Testo della pagina -
------------------------------------
Lo dimostra il suo manifesto, presentato in qualità di front runner del Partito Popolare europeo alle ultime elezioni di maggio. La narrazione è la stessa storia che abbiamo ascoltato negli ultimi 5 anni: alcuni paesi hanno speso troppo e ciò ha causato la crisi dell’eurozona:
Durante la crisi, il PPE ha dimostrato di essere il partito del governo responsabile. Mentre altri parlavano, noi agivamo. Le nostre politiche hanno arginato la crisi. Le politiche promosse dai nostri antagonisti, volte a “spendere adesso per pagare in futuro” sono state non solo la causa all’origine della crisi, ma rischiano ora di creare le condizioni per un’altra crisi futura.
Anche di fronte all’evidenza dei fatti - i debiti pubblici sono schizzati alle stelle dopo l’inizio della crisi, mentre prima si stavano riducendo – Juncker e il PPE continuano a cantare lo stesso ritornello. Le misure per la crescita sono le liberalizzazioni, in particolare telecomunicazioni, energia e servizi. Poco o nessuno spazio viene lasciato all’intervento pubblico, se non a fini blandamente redistributivi (salvo poi indurre gli stati membri a tagliare il welfare). Il mercato, lasciato libero, genera crescita, quasi per magia. Ogni aiuto finanziario ai paesi in crisi rimane condizionato alle solite riforme strutturali (mercato del lavoro e servizi).
------------------------------------
Compito richiesto 1 - Riproduci fedelmente il passo del testo su Juncker e il PPE compreso tra "Anche di fronte" e "lavoro e servizi).", estremi inclusi.
Compito richiesto 2 -
Rispondi a queste domande sul testo su Juncker e il PPE:
(a) Che cosa è accaduto ai debiti pubblici dopo l'inizio della crisi, e come andavano prima?
(b) Quali settori vengono indicati in particolare per le liberalizzazioni?
(c) A quali riforme strutturali resta condizionato ogni aiuto finanziario ai paesi in crisi?
Il materiale non serve per svolgere i compiti.

(Voci del dataset di annotazione per punti)
------------------------------------
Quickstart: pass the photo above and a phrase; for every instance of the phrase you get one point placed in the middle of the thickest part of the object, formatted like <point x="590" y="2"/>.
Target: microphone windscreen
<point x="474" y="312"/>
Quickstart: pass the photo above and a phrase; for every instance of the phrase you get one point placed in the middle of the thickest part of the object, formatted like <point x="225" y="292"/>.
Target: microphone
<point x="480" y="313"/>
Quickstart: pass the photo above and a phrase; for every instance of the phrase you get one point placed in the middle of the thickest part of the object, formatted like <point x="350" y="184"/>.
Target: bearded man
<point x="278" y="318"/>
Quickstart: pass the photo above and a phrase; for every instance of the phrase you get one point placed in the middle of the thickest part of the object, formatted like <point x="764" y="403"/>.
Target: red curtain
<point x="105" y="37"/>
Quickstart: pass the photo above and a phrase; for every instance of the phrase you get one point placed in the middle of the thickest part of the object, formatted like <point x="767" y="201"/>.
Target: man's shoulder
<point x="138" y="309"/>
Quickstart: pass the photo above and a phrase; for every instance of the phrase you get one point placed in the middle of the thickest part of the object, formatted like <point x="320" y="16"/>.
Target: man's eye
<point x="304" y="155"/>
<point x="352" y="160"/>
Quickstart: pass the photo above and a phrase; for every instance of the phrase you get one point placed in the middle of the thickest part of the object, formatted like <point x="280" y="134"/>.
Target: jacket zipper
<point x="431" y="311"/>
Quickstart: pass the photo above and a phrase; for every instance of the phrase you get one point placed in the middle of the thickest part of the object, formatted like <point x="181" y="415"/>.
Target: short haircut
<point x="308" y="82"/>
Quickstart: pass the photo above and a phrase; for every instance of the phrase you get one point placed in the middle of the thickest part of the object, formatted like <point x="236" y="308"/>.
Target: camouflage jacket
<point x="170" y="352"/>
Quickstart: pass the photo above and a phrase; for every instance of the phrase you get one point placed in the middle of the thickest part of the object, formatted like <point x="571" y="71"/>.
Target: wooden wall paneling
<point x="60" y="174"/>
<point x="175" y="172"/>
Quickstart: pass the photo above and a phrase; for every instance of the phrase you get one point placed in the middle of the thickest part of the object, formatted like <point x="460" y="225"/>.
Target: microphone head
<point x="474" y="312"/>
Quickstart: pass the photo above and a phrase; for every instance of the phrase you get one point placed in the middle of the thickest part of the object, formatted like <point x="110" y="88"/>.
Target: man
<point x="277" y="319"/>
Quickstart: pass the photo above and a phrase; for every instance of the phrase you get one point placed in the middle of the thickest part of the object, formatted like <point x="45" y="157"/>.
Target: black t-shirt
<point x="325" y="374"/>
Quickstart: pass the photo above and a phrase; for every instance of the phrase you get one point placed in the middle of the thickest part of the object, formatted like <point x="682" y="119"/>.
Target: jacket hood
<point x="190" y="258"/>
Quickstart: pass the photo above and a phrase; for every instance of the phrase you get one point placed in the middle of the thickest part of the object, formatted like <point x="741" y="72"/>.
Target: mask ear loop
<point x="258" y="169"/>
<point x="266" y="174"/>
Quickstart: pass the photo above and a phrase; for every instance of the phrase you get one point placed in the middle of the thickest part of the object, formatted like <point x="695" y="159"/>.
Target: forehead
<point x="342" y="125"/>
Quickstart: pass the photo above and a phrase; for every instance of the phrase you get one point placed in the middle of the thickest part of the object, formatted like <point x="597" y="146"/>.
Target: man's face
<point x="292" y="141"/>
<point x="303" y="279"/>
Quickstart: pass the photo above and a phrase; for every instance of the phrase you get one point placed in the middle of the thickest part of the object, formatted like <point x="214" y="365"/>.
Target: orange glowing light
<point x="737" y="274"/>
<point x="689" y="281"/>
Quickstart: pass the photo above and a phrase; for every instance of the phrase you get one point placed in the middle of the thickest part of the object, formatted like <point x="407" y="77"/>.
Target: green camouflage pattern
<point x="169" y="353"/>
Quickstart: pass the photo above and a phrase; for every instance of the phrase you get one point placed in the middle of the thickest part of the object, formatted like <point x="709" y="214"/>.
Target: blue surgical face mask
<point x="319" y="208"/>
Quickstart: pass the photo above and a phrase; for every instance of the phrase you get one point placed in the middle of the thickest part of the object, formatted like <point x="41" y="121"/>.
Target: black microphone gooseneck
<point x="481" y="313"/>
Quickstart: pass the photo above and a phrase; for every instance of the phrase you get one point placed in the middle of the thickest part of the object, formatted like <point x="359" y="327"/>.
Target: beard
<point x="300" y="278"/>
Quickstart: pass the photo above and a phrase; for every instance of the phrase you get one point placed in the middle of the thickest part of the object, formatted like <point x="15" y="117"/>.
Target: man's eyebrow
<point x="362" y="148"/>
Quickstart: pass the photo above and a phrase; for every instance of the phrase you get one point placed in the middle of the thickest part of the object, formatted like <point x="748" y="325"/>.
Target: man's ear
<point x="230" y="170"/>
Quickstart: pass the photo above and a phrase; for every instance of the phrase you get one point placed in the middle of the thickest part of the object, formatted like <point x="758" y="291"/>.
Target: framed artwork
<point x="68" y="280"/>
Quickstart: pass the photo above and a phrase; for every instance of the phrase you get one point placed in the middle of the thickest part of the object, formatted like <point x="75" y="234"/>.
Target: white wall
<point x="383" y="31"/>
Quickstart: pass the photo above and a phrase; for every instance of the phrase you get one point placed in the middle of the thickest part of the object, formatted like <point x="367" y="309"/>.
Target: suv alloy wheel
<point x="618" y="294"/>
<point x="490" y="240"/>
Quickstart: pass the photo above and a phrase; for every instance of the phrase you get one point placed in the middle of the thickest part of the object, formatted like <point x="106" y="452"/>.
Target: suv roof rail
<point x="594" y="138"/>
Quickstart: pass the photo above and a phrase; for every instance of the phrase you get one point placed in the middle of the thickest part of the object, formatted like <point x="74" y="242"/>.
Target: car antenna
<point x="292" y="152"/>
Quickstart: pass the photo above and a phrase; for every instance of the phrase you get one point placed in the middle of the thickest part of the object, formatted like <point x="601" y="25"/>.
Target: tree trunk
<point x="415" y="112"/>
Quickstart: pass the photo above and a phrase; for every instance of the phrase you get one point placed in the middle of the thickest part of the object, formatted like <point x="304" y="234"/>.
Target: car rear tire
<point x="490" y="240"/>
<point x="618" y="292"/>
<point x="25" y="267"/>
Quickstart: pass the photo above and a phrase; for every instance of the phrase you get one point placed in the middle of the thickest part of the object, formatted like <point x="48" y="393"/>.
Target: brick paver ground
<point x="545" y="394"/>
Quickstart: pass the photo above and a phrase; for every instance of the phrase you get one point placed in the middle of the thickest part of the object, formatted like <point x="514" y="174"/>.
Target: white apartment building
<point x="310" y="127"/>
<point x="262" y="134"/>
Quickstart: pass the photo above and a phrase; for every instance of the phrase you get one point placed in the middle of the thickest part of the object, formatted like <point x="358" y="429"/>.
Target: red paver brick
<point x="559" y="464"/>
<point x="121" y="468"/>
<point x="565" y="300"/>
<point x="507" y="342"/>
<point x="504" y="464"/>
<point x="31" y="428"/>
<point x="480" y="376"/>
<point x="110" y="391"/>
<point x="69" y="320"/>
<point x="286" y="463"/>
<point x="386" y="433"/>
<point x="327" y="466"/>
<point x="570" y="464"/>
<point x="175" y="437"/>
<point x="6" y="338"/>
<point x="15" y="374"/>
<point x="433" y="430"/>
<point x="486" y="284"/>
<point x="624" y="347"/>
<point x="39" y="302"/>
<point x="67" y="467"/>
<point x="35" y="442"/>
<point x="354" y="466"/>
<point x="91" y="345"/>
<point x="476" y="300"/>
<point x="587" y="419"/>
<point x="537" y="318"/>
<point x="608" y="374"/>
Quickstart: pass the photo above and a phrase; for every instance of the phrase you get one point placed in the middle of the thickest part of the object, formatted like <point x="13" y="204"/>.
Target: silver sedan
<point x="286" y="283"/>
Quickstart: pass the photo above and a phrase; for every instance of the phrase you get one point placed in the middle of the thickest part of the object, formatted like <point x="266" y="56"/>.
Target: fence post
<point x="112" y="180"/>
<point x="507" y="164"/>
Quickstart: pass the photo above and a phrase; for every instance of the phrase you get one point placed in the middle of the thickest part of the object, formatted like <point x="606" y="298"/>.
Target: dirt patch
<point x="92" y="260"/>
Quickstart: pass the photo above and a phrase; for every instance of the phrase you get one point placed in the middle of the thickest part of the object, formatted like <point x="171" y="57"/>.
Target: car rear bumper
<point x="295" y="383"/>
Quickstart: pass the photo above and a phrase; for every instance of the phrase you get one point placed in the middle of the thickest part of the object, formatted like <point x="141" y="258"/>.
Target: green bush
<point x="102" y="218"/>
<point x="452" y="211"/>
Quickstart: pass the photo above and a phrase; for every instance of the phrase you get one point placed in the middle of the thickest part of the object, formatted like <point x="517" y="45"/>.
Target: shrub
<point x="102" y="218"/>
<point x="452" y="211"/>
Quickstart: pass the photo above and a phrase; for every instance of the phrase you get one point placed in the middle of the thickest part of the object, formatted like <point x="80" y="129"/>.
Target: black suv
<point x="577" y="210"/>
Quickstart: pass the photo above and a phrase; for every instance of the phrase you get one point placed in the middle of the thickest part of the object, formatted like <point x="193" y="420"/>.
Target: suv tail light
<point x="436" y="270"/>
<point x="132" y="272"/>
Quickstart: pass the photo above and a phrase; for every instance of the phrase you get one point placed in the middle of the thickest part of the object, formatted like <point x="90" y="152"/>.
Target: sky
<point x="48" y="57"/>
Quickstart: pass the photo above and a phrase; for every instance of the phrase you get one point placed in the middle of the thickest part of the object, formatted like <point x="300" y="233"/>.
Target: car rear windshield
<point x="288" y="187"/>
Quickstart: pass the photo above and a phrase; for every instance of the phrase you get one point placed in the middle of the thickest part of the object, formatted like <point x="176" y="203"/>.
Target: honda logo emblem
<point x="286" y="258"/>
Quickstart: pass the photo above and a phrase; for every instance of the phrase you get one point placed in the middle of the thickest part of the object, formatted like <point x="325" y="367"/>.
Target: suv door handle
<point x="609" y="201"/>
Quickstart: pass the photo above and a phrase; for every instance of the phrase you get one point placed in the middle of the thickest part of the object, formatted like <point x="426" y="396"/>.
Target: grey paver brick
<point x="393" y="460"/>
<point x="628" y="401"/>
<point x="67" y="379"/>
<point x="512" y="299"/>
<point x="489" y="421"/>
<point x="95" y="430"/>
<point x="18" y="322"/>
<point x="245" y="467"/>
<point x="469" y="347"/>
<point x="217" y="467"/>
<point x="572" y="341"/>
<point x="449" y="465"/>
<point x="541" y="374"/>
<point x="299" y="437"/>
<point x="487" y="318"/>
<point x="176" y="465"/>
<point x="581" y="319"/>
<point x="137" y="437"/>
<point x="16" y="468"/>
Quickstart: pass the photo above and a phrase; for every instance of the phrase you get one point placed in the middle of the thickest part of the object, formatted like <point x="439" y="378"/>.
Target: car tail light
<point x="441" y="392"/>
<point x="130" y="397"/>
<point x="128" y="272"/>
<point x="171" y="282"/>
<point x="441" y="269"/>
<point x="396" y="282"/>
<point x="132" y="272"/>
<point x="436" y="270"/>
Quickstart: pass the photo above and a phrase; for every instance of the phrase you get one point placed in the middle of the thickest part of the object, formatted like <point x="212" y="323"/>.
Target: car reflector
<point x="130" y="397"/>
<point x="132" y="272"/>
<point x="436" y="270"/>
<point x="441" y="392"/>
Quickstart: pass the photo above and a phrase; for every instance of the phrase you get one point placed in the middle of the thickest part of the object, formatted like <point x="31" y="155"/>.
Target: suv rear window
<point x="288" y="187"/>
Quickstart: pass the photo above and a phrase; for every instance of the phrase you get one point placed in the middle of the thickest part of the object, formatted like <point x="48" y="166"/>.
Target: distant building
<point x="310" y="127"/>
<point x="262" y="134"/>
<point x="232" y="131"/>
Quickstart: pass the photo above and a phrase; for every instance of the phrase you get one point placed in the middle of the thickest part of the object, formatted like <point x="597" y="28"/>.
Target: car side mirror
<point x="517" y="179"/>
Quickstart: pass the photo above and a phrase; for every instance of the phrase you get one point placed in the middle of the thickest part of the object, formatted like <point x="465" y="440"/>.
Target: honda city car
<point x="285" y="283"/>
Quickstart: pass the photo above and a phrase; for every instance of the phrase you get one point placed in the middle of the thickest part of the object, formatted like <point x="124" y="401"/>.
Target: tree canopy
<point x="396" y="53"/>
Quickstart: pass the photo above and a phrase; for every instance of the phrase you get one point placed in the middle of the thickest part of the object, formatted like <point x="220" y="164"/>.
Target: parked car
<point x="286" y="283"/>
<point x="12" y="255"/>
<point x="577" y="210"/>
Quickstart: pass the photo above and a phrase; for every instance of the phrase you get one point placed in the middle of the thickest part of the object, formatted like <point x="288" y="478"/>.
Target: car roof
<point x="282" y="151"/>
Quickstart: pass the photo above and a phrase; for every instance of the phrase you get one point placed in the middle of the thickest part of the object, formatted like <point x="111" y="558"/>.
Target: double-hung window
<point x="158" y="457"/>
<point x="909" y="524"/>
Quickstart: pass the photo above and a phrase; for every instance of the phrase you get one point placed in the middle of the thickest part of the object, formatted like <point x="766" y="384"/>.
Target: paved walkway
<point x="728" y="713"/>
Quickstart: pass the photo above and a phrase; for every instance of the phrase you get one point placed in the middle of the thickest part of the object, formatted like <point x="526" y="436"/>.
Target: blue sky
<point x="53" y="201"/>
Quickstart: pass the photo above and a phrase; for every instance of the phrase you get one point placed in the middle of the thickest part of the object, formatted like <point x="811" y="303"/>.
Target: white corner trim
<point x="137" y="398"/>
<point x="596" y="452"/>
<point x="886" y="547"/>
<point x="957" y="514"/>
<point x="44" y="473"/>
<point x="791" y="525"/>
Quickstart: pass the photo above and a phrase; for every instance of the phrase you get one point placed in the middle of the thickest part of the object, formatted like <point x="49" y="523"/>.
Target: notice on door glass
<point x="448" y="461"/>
------------------------------------
Risposta 1 -
Anche di fronte all’evidenza dei fatti - i debiti pubblici sono schizzati alle stelle dopo l’inizio della crisi, mentre prima si stavano riducendo – Juncker e il PPE continuano a cantare lo stesso ritornello. Le misure per la crescita sono le liberalizzazioni, in particolare telecomunicazioni, energia e servizi. Poco o nessuno spazio viene lasciato all’intervento pubblico, se non a fini blandamente redistributivi (salvo poi indurre gli stati membri a tagliare il welfare). Il mercato, lasciato libero, genera crescita, quasi per magia. Ogni aiuto finanziario ai paesi in crisi rimane condizionato alle solite riforme strutturali (mercato del lavoro e servizi).

Risposta 2 -
(a) Dopo l'inizio della crisi sono schizzati alle stelle, mentre prima si stavano riducendo.
(b) Telecomunicazioni, energia e servizi.
(c) Alle solite riforme del mercato del lavoro e dei servizi.